DATA RECORDS

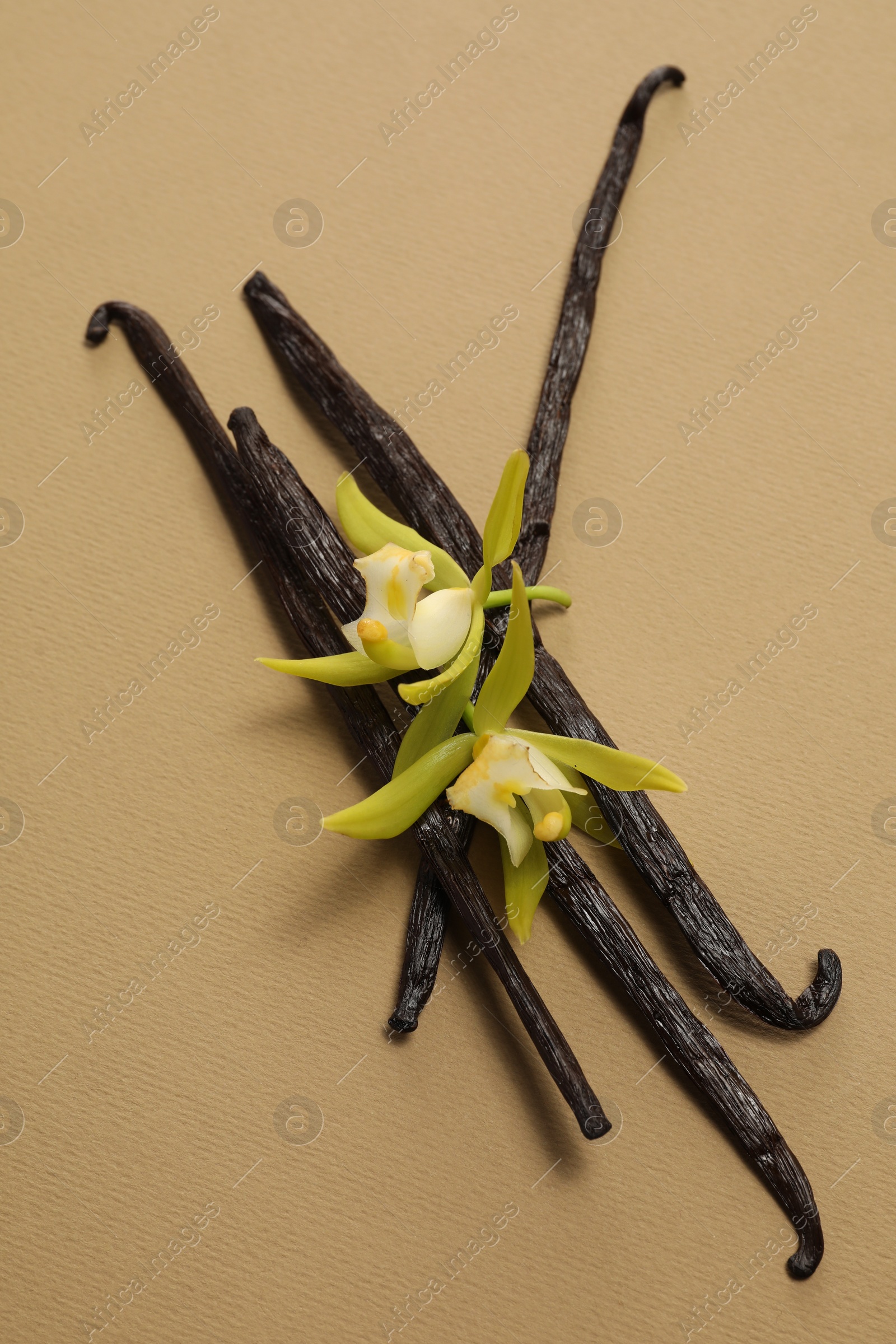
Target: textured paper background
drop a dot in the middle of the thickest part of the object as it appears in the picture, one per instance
(130, 1133)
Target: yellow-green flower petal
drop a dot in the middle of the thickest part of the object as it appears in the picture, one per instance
(586, 814)
(534, 592)
(506, 515)
(617, 769)
(437, 721)
(422, 693)
(368, 529)
(389, 654)
(511, 676)
(550, 812)
(399, 803)
(524, 888)
(340, 670)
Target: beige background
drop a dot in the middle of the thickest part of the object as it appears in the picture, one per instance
(130, 1133)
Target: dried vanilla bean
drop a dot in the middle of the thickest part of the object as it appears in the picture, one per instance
(689, 1043)
(425, 501)
(589, 906)
(586, 902)
(362, 709)
(338, 576)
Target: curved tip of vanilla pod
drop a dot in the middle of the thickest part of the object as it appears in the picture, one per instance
(808, 1256)
(640, 100)
(403, 1025)
(595, 1126)
(257, 283)
(242, 421)
(817, 1000)
(99, 324)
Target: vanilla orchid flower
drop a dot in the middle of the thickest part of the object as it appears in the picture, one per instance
(421, 608)
(396, 628)
(524, 785)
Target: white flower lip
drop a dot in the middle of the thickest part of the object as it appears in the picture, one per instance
(433, 628)
(506, 767)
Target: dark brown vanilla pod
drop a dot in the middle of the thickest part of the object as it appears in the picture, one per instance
(426, 936)
(362, 709)
(318, 568)
(692, 1047)
(594, 914)
(574, 328)
(280, 480)
(394, 460)
(405, 476)
(606, 929)
(657, 855)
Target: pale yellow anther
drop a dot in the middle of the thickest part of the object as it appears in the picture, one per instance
(371, 632)
(548, 827)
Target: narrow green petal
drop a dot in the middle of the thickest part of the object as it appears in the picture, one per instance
(524, 888)
(535, 593)
(586, 814)
(617, 769)
(506, 515)
(340, 670)
(423, 693)
(511, 676)
(368, 529)
(399, 803)
(388, 654)
(437, 721)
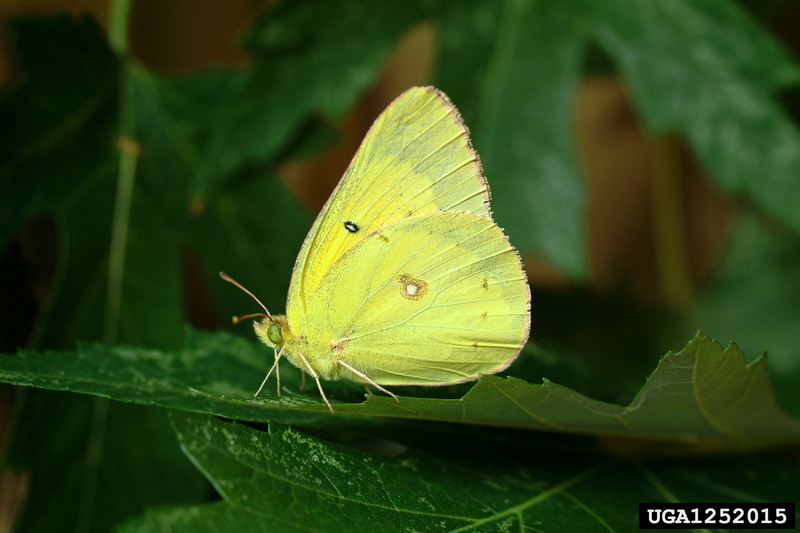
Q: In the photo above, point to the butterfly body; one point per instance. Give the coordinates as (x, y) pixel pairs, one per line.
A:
(404, 278)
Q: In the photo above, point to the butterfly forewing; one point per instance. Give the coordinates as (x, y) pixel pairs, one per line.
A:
(416, 159)
(431, 299)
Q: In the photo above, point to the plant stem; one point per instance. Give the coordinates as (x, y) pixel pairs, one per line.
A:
(126, 177)
(669, 229)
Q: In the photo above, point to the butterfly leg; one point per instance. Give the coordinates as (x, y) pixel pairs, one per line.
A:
(365, 378)
(278, 368)
(316, 378)
(274, 366)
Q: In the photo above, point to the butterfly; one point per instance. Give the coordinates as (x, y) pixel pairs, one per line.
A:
(404, 278)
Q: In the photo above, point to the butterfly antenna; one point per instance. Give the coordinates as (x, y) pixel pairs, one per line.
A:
(229, 279)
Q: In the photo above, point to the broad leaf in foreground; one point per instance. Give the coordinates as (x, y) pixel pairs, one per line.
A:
(704, 396)
(288, 481)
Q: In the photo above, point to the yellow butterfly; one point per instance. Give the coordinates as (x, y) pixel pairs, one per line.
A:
(404, 278)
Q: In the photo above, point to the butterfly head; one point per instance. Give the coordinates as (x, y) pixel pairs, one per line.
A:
(272, 330)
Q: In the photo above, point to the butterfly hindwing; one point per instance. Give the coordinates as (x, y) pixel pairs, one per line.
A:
(431, 299)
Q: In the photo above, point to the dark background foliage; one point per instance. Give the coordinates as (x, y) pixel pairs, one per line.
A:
(643, 157)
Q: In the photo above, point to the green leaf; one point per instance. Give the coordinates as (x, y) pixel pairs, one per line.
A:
(82, 452)
(285, 480)
(311, 57)
(706, 70)
(753, 296)
(703, 397)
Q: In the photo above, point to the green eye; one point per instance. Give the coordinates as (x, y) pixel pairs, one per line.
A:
(275, 334)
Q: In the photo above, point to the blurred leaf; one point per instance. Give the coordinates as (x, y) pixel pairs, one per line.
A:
(76, 486)
(311, 57)
(288, 481)
(753, 297)
(704, 397)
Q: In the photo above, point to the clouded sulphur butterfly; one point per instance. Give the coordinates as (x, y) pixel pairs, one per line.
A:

PROBLEM DESCRIPTION
Rewrite the records from the line with "Q: In the photo above, point to the butterfly hindwing;" through the end of the records, requests included, scaling every coordinate in the answers by 1.8 and rounding each result to a whole number, with halves rounded up. Give only those lines.

FINISHED TASK
Q: In the photo above, point to the butterfly hindwing; one point per instance. Give the coordinates as (x, y) pixel pairs, one per line.
A:
(776, 538)
Q: In the photo above, point to the dark background foliage; one point per instance. Give the coordinates as (x, y) pixel pairs, one per line.
A:
(1157, 283)
Q: In the photo above, point to the green leaf; one point per instance. Give the coordinates as (x, y) pixel pairs, one per line.
A:
(148, 814)
(513, 864)
(560, 103)
(1271, 126)
(1355, 533)
(1265, 715)
Q: In the photo above, point to the green eye; one point per instance. Give the coordinates as (x, y) pixel pairs, one per line.
A:
(495, 601)
Q: In the photo above, point to the blurred leaf; one point per instance. Give the coordinates as (x, y) pixel pairs, one per line.
A:
(137, 875)
(560, 103)
(518, 866)
(1355, 535)
(1267, 715)
Q: In the photo above, point to the clouded sulphur butterfly; one point per instance. Give the coordinates as (x, y) pixel pairs, one per line.
A:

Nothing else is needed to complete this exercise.